*Data pulled from a collection*:
>> begin

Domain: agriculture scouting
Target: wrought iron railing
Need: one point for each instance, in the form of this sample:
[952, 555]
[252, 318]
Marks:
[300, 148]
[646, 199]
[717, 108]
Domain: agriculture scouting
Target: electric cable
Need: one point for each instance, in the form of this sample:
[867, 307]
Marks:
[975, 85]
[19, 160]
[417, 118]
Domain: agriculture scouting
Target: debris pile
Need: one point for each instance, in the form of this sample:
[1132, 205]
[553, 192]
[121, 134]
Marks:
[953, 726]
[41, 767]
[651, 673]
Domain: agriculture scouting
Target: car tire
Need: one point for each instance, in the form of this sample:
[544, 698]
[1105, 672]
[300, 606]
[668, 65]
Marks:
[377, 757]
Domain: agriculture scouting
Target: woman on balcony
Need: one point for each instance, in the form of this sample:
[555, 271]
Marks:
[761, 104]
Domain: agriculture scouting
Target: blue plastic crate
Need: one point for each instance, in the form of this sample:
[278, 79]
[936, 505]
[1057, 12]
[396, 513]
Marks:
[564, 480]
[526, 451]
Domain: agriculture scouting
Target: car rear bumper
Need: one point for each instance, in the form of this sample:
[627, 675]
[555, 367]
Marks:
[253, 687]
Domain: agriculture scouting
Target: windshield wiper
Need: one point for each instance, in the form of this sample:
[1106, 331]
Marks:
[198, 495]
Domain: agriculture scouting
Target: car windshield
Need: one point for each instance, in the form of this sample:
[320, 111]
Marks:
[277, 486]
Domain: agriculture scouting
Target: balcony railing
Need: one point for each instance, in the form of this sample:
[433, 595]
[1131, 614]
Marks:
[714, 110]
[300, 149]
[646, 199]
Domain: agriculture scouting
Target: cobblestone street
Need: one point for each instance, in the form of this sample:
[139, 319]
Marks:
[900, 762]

>> end

*THE PROBLEM*:
Pick out every line of the data above that contains the string "railing", and copy each one. Case counts.

*ANSWER TO THE PROBLEM*:
Target: wrought iron railing
Target: balcony railing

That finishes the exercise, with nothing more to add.